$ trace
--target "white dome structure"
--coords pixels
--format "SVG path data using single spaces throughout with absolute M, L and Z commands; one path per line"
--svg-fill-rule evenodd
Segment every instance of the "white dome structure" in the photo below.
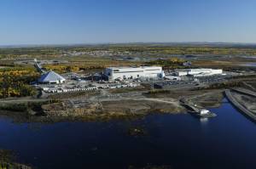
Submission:
M 47 73 L 41 76 L 38 79 L 40 83 L 63 83 L 66 79 L 60 76 L 59 74 L 54 72 L 53 70 L 49 70 Z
^^^^^^^^^^^^^^^^
**Exercise**
Write out the data above again, substituting "pale domed building" for every occurrence of "white dome structure" and leaving everything else unchanged. Omit the pictures.

**Worked solution**
$ trace
--target "pale domed building"
--coords pixels
--format "SVG path data using single spaces throughout with absolute M, L and Z commands; one path per line"
--svg-fill-rule evenodd
Segment every instance of the "pale domed building" in the photo below.
Submission:
M 47 73 L 41 76 L 38 79 L 40 83 L 63 83 L 66 79 L 60 76 L 59 74 L 54 72 L 53 70 L 49 70 Z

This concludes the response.